INSTRUCTIONS TO FOLLOW
Rewrite all of the records below with every "carved" changed to "sculpted" and everything else left as it is. Leave the pictures out of your version.

_ _ _

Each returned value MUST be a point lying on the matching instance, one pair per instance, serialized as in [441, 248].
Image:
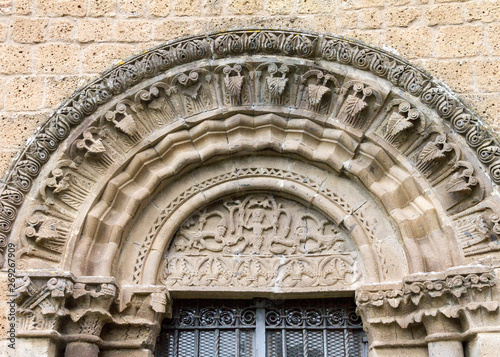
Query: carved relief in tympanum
[261, 241]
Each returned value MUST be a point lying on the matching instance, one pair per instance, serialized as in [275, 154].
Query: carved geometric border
[247, 172]
[86, 101]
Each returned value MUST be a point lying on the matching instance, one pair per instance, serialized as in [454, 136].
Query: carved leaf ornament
[191, 91]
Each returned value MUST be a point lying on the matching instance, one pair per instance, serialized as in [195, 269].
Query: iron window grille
[262, 328]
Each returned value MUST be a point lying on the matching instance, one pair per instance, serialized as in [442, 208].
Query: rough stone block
[6, 157]
[61, 7]
[133, 30]
[347, 20]
[459, 41]
[161, 8]
[61, 29]
[409, 41]
[24, 93]
[57, 58]
[372, 18]
[485, 11]
[371, 37]
[95, 30]
[401, 16]
[487, 105]
[98, 57]
[17, 127]
[324, 23]
[15, 59]
[171, 28]
[131, 8]
[315, 6]
[59, 88]
[4, 30]
[28, 30]
[187, 8]
[278, 7]
[102, 8]
[23, 7]
[244, 7]
[487, 75]
[493, 39]
[456, 73]
[445, 15]
[360, 4]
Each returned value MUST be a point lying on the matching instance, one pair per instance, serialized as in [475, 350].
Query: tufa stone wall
[51, 47]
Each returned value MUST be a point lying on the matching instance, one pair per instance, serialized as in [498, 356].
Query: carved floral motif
[287, 43]
[260, 241]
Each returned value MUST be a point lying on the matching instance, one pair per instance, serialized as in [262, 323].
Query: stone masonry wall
[49, 48]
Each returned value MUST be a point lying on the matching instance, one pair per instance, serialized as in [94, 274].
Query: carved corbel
[41, 303]
[452, 306]
[136, 317]
[89, 311]
[359, 104]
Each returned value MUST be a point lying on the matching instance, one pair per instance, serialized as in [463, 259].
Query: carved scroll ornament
[260, 241]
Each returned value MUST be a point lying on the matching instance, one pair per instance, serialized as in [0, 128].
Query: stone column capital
[451, 305]
[41, 302]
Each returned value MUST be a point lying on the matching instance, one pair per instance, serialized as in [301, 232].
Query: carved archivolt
[243, 82]
[260, 241]
[253, 161]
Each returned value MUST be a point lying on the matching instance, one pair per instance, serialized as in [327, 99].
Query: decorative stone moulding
[248, 163]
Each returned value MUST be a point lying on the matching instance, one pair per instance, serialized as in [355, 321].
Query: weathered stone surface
[454, 181]
[26, 30]
[25, 123]
[94, 30]
[60, 7]
[24, 93]
[448, 14]
[99, 8]
[97, 58]
[56, 59]
[402, 16]
[133, 31]
[15, 59]
[459, 41]
[407, 41]
[161, 8]
[61, 29]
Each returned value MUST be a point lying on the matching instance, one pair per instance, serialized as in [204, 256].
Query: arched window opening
[262, 328]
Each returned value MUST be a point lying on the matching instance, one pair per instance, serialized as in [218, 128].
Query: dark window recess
[262, 328]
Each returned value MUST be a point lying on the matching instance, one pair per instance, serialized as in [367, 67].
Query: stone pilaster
[41, 307]
[89, 311]
[438, 311]
[136, 320]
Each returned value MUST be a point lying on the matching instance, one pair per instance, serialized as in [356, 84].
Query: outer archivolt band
[400, 73]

_ _ _

ANSWER TO THE EXERCISE
Each returned value MUST be a point lying on the matching instance, one pair per instance, serialized as in [441, 248].
Image:
Query: sculpted relief in tympanum
[261, 241]
Each returned value MUST be a point lying on the matching instance, one pair per instance, serialized as in [275, 154].
Query: sculpted geometric border
[247, 172]
[86, 101]
Each returned value MUST be a point lying on the matching instance, one pair per instance, serialized as in [454, 136].
Query: sculpted leaf ornament
[191, 91]
Each returned value MUST be a point lying on the matching instance, one pair per instance, serialized as in [195, 269].
Query: iron window grille
[262, 328]
Each returned value MUST be a point lying on the matching instance, one pair per instance, serialized as in [442, 208].
Query: rough stone block
[6, 157]
[61, 7]
[133, 30]
[347, 20]
[459, 41]
[161, 8]
[61, 29]
[409, 41]
[24, 93]
[57, 58]
[372, 18]
[485, 11]
[371, 37]
[95, 30]
[401, 16]
[487, 105]
[98, 57]
[17, 127]
[324, 23]
[15, 59]
[171, 28]
[131, 8]
[315, 6]
[59, 88]
[4, 30]
[28, 30]
[187, 8]
[278, 7]
[102, 8]
[23, 7]
[244, 7]
[487, 75]
[493, 39]
[456, 73]
[445, 15]
[360, 4]
Each returned value MUST be a point lying on the matching instance, one pair per instance, serialized as in [475, 350].
Query: tufa stone wall
[51, 47]
Each returned value MUST be a point lying on the matching instance, one pair per instance, serialized as in [498, 356].
Query: sculpted floral motif
[287, 43]
[260, 241]
Each returned value MUST be a point lying on the matching instance, one pair per instance, serialized as in [262, 323].
Query: stone masonry wall
[49, 48]
Each returned value MUST be a point lying on the matching instance, one pair per instance, serialized as in [94, 274].
Query: sculpted corbel
[41, 303]
[452, 306]
[136, 317]
[89, 311]
[359, 104]
Each returned value MUST be a point lying on the matching instance, one pair per instance, serialized as in [463, 259].
Query: sculpted scroll ornament
[260, 241]
Each returned value MUST be a point lying on the matching instance, one pair per instance, serialized as in [0, 128].
Query: stone column capital
[451, 305]
[41, 302]
Each returned value MUST be a point lying on the matching instance, one pair per instance, serialized as in [301, 232].
Query: sculpted archivolt
[243, 82]
[260, 241]
[253, 161]
Each returned value MUST be a point lying on the matching instance, one pair per instance, serialized as in [327, 99].
Query: decorative stone moulding
[248, 163]
Each returned value MUST be a point lying on the matching instance, one pair per instance, serialized as in [355, 321].
Query: weathered stone surface
[454, 181]
[26, 30]
[25, 123]
[94, 30]
[60, 7]
[24, 93]
[448, 14]
[99, 8]
[97, 58]
[56, 59]
[402, 16]
[133, 31]
[15, 59]
[459, 41]
[407, 41]
[161, 8]
[61, 29]
Each returned value MUST be a point lying on the matching instance, one pair per instance, serialized as in [204, 256].
Query: arched window opening
[262, 328]
Each returned value MUST be a point lying on the matching instance, one pair per instance, serialized as in [218, 128].
Query: dark window recess
[262, 328]
Each returned value MUST be a point lying on the matching instance, one pair per instance, serialized as in [367, 67].
Query: stone pilaster
[41, 307]
[89, 311]
[438, 311]
[136, 320]
Each returned value MUST be a point lying on the matching instance, one pair per instance, serialized as in [356, 84].
Query: outer archivolt band
[400, 73]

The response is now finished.